▸ What is being asked
Find the line with "Pin a point on every instance of the blue foam". Transcribe it and each later line of the data exactly, up to and including the last.

Stored dataset items:
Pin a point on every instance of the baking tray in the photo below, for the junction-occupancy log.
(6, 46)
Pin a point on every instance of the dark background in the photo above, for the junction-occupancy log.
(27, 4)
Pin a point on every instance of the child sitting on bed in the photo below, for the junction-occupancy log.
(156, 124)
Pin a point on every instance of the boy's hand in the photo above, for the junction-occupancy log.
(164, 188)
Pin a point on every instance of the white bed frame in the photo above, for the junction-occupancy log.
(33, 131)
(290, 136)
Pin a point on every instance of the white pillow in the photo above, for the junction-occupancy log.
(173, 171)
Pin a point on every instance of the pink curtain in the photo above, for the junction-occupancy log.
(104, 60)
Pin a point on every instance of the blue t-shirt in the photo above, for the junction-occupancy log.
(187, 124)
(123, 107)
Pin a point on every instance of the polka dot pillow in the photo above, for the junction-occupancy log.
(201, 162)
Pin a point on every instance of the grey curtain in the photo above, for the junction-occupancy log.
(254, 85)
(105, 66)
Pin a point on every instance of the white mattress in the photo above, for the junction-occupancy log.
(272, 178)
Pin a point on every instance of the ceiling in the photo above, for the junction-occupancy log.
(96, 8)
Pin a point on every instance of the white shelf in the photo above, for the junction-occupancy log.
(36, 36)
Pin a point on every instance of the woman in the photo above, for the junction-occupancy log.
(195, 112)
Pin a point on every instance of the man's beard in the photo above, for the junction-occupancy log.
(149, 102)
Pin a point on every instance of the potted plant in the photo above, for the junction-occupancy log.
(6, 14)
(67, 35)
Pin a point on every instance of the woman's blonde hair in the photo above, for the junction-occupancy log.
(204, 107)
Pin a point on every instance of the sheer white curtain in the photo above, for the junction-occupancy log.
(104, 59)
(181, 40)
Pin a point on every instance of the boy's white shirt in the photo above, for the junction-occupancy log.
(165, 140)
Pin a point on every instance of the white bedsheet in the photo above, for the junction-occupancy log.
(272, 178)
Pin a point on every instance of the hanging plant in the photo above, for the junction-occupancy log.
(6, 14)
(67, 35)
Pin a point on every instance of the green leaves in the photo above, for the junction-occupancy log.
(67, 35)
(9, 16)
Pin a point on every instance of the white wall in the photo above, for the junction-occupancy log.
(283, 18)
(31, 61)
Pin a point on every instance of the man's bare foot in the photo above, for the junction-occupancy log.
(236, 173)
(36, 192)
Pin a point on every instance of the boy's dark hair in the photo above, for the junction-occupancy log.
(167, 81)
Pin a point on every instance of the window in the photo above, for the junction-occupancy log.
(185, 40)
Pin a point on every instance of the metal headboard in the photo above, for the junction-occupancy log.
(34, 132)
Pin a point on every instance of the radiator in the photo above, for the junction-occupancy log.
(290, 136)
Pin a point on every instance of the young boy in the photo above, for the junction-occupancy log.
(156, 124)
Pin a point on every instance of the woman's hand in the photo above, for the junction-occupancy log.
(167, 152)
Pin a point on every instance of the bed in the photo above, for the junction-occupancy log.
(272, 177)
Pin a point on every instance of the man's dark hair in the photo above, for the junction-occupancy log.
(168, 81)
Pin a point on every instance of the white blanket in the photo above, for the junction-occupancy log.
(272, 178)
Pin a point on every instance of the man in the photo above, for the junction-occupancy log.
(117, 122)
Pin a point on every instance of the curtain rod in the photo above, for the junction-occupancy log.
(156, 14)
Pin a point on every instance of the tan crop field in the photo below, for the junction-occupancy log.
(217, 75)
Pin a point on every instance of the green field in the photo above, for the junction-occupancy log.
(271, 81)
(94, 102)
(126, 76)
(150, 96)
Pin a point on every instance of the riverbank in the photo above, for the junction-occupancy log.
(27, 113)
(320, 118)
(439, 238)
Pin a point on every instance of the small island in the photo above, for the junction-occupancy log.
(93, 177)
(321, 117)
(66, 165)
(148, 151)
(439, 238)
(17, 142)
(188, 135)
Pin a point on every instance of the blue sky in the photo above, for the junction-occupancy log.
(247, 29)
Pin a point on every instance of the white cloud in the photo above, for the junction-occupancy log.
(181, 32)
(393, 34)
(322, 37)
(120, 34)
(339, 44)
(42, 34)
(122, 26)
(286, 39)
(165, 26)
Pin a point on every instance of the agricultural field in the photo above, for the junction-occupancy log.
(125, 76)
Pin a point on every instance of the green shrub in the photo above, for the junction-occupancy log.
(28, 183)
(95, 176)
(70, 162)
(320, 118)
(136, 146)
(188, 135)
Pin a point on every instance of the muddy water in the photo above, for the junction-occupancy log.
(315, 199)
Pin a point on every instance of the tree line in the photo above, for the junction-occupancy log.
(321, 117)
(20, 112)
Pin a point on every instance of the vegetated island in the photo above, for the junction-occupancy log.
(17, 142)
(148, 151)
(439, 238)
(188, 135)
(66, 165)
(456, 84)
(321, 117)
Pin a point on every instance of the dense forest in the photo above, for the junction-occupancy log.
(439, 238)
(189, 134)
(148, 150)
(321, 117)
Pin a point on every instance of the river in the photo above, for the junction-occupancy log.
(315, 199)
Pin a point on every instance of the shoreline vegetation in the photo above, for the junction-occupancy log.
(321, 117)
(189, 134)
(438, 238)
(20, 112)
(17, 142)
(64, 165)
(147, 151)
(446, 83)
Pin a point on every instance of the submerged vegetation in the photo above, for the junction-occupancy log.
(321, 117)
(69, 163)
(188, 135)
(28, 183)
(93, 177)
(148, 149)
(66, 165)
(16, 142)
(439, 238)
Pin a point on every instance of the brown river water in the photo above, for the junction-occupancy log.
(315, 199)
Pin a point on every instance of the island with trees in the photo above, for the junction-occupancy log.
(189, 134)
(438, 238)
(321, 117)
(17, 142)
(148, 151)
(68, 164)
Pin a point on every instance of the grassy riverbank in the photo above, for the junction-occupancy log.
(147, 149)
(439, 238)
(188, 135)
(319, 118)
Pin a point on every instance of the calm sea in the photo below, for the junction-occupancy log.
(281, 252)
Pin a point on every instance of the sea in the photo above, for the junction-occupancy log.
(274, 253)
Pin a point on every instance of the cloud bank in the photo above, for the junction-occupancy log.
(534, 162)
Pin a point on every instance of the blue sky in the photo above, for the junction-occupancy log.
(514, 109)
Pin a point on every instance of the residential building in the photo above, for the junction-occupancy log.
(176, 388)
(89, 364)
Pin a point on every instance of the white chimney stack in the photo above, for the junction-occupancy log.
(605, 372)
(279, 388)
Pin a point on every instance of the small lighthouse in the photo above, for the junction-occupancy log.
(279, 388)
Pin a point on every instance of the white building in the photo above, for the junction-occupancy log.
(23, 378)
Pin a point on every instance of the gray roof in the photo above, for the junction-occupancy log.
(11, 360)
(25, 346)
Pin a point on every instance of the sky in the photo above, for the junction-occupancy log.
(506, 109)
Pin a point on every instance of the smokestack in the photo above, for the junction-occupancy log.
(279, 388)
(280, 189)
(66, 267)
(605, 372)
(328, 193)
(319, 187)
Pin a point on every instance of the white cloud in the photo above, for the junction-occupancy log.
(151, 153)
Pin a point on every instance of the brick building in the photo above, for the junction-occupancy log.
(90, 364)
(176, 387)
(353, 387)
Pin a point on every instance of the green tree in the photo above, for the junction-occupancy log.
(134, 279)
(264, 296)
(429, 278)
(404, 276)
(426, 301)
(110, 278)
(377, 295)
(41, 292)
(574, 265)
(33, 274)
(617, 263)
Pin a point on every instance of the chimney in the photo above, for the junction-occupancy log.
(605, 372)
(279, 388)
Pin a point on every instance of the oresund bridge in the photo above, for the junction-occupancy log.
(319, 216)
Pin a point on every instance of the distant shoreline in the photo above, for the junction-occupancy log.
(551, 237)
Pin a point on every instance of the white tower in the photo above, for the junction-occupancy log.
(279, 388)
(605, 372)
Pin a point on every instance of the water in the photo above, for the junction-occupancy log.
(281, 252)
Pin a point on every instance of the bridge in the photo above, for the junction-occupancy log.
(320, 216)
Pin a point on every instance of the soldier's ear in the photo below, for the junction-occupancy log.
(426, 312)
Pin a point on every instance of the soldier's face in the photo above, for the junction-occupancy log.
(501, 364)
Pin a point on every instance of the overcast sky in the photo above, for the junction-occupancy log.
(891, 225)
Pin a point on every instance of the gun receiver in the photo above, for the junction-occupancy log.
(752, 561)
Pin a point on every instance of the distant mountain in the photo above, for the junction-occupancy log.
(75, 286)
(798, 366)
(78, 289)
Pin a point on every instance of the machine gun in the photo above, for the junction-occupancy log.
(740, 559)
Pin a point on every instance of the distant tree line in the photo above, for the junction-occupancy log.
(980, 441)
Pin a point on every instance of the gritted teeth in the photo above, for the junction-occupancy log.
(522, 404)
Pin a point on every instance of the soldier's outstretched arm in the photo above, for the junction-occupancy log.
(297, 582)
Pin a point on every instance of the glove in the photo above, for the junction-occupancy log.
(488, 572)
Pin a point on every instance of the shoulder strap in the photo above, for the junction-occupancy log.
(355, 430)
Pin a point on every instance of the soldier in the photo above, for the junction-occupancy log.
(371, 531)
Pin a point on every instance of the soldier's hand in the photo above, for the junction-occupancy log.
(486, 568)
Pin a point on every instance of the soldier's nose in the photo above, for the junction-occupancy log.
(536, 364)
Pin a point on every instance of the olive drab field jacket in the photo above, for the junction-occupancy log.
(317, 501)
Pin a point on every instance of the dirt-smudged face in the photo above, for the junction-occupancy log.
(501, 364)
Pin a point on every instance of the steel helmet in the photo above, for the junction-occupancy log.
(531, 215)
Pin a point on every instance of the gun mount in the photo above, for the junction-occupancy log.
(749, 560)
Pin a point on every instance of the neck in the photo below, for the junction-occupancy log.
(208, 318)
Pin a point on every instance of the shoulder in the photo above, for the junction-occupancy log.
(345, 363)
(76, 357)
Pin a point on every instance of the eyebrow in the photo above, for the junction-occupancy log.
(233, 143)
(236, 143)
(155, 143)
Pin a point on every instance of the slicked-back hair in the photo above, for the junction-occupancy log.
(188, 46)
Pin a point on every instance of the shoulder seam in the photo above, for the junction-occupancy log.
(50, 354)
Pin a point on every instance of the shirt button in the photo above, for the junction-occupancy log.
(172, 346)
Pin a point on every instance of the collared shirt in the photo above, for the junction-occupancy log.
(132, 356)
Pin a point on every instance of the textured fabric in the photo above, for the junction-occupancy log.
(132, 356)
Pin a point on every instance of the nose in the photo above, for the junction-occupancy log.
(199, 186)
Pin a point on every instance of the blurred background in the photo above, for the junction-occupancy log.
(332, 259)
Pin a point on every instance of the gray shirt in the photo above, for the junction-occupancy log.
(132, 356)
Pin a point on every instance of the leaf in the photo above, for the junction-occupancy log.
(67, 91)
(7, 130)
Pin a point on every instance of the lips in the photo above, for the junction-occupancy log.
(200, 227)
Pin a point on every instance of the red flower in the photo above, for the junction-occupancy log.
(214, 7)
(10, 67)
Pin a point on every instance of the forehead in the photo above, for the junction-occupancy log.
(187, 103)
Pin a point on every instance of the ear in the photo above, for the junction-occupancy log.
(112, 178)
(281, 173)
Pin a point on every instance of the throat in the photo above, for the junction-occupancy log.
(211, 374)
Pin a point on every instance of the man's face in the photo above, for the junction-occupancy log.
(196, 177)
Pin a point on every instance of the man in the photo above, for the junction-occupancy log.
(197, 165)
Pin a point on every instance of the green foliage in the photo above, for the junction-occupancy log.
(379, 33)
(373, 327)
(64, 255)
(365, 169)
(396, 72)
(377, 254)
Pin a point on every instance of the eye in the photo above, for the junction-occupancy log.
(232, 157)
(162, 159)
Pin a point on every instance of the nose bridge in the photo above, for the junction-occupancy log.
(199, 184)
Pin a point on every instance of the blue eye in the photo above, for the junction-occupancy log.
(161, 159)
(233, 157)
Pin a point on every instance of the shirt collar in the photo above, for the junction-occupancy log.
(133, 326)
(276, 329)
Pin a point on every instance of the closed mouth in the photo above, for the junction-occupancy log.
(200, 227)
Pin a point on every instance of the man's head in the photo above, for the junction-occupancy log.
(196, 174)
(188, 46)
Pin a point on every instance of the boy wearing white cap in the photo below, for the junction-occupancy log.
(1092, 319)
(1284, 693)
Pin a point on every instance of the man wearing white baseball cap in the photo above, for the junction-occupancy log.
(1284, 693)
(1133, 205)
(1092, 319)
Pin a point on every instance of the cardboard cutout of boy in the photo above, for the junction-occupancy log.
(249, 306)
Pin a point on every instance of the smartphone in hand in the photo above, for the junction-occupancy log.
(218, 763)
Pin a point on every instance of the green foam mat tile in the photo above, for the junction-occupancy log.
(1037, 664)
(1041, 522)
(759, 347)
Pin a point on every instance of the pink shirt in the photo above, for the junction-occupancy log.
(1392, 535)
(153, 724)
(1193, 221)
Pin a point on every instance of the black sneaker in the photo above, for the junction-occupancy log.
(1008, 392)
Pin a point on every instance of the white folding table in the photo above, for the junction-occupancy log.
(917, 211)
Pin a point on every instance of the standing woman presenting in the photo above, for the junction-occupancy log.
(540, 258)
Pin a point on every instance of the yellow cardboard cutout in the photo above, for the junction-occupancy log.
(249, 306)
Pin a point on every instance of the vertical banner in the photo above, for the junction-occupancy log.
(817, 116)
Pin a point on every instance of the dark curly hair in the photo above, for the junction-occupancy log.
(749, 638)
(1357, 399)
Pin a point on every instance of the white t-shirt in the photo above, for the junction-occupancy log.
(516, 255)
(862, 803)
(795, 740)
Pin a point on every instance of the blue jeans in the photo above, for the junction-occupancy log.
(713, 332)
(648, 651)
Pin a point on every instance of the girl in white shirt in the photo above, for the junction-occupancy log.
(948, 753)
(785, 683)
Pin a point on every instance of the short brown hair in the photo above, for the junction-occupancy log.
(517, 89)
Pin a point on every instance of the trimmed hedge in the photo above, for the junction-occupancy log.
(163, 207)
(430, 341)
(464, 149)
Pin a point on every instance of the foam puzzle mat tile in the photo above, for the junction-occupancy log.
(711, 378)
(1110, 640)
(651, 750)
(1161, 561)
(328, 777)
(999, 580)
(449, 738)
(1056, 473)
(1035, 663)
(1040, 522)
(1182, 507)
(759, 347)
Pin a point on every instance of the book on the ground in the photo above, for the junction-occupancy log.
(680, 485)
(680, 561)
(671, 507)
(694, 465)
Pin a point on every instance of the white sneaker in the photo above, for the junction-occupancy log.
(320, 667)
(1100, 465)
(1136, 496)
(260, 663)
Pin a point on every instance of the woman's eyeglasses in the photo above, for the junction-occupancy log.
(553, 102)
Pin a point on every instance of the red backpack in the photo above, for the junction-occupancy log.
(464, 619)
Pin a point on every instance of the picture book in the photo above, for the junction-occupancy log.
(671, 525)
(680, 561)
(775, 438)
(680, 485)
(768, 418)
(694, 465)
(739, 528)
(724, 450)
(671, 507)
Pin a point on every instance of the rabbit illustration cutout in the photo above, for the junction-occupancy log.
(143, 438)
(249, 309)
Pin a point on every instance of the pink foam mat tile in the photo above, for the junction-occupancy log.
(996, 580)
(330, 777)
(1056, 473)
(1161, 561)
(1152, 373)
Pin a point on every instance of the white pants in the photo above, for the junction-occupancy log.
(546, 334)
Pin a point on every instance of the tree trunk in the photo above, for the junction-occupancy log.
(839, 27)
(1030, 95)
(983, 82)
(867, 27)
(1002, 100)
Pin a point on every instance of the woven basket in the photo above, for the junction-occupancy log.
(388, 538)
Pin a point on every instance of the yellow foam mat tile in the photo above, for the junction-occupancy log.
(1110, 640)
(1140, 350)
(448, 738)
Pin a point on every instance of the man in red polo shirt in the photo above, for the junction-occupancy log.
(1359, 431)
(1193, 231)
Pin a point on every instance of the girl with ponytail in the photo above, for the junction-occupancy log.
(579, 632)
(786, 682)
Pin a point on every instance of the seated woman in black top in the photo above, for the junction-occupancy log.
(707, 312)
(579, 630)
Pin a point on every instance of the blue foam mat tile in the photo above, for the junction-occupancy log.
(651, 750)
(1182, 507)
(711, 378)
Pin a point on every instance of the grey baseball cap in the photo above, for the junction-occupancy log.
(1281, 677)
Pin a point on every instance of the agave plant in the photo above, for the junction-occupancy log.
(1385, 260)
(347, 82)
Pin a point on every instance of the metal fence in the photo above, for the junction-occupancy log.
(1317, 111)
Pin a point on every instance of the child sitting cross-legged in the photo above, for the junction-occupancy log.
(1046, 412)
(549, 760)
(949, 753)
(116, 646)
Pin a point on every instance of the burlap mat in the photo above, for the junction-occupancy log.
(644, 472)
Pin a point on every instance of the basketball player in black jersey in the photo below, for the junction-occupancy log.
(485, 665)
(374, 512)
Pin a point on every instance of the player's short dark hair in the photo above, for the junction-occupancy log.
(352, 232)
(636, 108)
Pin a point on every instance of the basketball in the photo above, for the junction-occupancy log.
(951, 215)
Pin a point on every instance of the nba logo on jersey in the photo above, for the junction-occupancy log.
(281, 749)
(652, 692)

▸ Exercise response
Pin a point on every instance of the blue foam mat tile in the photo above, for the junction-occupancy log.
(651, 750)
(1182, 507)
(711, 378)
Pin a point on every instance of the grey baseball cap in the photo above, for the junction-occupancy log.
(1281, 677)
Pin a point on every instance of the agave plant in the photo above, for the junction-occupancy log.
(1385, 260)
(347, 82)
Pin a point on every instance of the metal fence in the photo above, for the junction-occupancy log.
(1317, 111)
Pin a point on every instance of the child sitting cross-legged in the photo above, for the junction-occupancy log.
(1046, 412)
(549, 760)
(949, 753)
(116, 646)
Pin a point on every instance of the burlap mat in the photo above, for the junction-occupancy log.
(644, 472)
Pin a point on every instance of the basketball player in black jersey in the photo below, for the junction-occupancy log.
(485, 665)
(374, 512)
Pin a point on every instance of the player's short dark hair in the photo above, for the junction-occupancy log.
(352, 232)
(636, 108)
Pin a point on every instance of the basketball in the photo above, for the junction-occupancy log.
(951, 215)
Pin a point on every instance of the nba logo on jersey in the photo above, for the junction-occupancy log.
(281, 749)
(652, 692)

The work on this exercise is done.